◆ À compléter ◆
- a) Recopiez fidèlement le passage de l'extrait sur Rolland compris entre « Rolland refusait de » et « Et cela séduisait. », bornes incluses.
- b) D'après l'extrait sur Rolland, qu'est-ce que Rolland continua d'apprécier pendant la guerre ?
- c) Pouvez-vous condenser en deux phrases le paragraphe de l'extrait sur Rolland qui commence par « Rolland refusait de hurler », sans perdre ses faits principaux ?

◆ Extrait du document ◆
19 novembre 2014, 15:32

« Pendant la guerre, Rolland, en se plaçant " au-dessus de la mêlée ", suscita un légitime respect pour son courage personnel. C’était l’époque où l’héroïsme grégaire couvrait de cadavres les montagnes et les plaines de l’Europe, tandis que le courage personnel, même à la dose la plus modeste, se rencontrait bien rarement, surtout parmi les " aristocrates de la pensée ".

Rolland refusait de hurler avec les loups de sa patrie ; il s’éleva " au-dessus de la mêlée ", ou plus exactement il s’en détourna il se retrancha en terrain neutre. Il continua, dans le grondement de la guerre, très assourdi, il est vrai, dans la Suisse neutre, à apprécier la science allemande et l’art allemand et à prêcher la collaboration des deux peuples.

Ce programme n’était certes pas d’une effrayante audace, mais pour le proclamer alors, en plein déchaînement de chauvinisme universel, il n’en fallait pas moins une certaine indépendance personnelle. Et cela séduisait.

◆ Jeu de données ◆
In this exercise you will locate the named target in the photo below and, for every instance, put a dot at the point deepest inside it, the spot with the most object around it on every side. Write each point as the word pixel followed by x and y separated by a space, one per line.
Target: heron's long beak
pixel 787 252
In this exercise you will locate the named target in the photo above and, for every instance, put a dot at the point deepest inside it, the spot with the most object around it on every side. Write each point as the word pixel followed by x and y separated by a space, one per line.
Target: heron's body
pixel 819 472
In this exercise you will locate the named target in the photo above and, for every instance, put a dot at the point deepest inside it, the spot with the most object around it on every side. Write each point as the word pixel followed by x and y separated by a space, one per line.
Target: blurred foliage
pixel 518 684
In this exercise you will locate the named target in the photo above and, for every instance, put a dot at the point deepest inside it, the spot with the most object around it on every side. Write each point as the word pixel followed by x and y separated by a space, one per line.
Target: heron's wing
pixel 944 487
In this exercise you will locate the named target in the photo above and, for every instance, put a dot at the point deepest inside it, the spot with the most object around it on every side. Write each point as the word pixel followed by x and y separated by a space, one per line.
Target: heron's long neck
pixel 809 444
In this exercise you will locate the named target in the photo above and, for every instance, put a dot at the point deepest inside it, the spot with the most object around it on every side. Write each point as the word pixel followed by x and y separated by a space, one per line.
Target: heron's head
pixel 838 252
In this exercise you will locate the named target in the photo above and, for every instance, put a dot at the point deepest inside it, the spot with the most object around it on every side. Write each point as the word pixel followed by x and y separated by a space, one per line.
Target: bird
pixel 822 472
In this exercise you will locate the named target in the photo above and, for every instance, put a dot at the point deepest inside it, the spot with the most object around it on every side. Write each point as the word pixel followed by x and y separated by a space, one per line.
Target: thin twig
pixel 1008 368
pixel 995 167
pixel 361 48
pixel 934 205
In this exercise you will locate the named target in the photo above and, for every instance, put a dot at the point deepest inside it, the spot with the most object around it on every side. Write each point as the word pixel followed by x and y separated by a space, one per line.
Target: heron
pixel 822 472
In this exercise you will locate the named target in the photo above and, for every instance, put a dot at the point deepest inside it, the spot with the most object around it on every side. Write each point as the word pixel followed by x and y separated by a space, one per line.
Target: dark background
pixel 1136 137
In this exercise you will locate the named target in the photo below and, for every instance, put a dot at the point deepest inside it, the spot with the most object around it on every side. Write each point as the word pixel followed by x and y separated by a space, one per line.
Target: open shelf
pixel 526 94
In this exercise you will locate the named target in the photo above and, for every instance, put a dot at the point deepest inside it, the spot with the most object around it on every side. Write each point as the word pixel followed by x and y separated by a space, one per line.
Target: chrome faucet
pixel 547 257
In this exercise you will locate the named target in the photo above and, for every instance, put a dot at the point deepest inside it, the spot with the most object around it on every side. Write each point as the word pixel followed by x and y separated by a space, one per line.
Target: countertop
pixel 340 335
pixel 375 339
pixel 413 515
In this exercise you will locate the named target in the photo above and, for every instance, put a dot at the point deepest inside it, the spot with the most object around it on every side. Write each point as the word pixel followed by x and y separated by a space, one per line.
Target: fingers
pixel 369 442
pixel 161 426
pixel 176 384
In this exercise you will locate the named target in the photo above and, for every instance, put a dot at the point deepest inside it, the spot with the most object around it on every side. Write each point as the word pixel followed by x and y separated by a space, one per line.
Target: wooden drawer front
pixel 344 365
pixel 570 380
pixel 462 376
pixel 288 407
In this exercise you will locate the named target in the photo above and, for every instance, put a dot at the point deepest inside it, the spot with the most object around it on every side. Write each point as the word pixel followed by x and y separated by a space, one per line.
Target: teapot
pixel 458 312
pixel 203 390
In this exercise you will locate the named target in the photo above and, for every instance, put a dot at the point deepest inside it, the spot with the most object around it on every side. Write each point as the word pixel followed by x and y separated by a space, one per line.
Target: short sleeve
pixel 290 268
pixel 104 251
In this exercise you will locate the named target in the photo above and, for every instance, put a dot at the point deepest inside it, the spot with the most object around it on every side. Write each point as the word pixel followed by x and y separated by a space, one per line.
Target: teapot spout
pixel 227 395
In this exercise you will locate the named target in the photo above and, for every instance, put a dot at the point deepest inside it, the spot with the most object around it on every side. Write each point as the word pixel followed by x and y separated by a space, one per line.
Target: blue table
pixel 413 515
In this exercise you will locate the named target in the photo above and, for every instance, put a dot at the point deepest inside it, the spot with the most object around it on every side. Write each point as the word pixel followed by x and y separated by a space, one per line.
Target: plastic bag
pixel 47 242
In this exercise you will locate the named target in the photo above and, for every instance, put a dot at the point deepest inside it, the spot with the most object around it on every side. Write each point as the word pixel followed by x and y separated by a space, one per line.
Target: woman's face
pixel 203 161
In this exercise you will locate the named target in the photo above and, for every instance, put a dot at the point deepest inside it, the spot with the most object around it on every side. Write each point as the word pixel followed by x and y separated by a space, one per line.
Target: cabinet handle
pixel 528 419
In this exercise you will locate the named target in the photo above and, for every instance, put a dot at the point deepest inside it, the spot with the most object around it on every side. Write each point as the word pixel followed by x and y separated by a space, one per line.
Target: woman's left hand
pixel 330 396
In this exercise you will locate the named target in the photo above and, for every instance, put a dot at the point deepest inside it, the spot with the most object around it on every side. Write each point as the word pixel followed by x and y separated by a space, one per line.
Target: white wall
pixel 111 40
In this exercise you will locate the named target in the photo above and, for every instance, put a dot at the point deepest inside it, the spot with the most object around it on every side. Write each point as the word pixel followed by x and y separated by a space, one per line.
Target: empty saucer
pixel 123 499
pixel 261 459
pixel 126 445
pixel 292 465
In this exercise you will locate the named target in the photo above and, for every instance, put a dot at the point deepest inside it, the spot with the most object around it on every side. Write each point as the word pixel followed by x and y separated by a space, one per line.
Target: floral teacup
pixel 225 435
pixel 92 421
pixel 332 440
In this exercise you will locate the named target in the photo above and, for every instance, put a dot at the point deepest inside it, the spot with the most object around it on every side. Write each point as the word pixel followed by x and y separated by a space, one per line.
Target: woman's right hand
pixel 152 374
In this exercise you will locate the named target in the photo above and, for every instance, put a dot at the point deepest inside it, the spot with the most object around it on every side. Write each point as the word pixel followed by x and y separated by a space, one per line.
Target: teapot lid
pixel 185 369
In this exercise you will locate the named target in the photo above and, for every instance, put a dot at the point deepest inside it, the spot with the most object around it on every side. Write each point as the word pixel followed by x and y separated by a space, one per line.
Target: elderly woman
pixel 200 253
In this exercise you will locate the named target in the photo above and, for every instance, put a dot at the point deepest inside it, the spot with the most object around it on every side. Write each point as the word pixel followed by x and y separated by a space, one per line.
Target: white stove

◆ Corrigé de l'exercice ◆
- a)
Rolland refusait de hurler avec les loups de sa patrie ; il s’éleva " au-dessus de la mêlée ", ou plus exactement il s’en détourna il se retrancha en terrain neutre. Il continua, dans le grondement de la guerre, très assourdi, il est vrai, dans la Suisse neutre, à apprécier la science allemande et l’art allemand et à prêcher la collaboration des deux peuples.

Ce programme n’était certes pas d’une effrayante audace, mais pour le proclamer alors, en plein déchaînement de chauvinisme universel, il n’en fallait pas moins une certaine indépendance personnelle. Et cela séduisait.

- b) La science allemande et l'art allemand.

- c) Refusant de hurler avec les loups de sa patrie, Rolland se détourna de la mêlée et se retrancha en terrain neutre, dans la Suisse neutre où le grondement de la guerre restait très assourdi. Il continua d'y apprécier la science et l'art allemands et de prêcher la collaboration des deux peuples.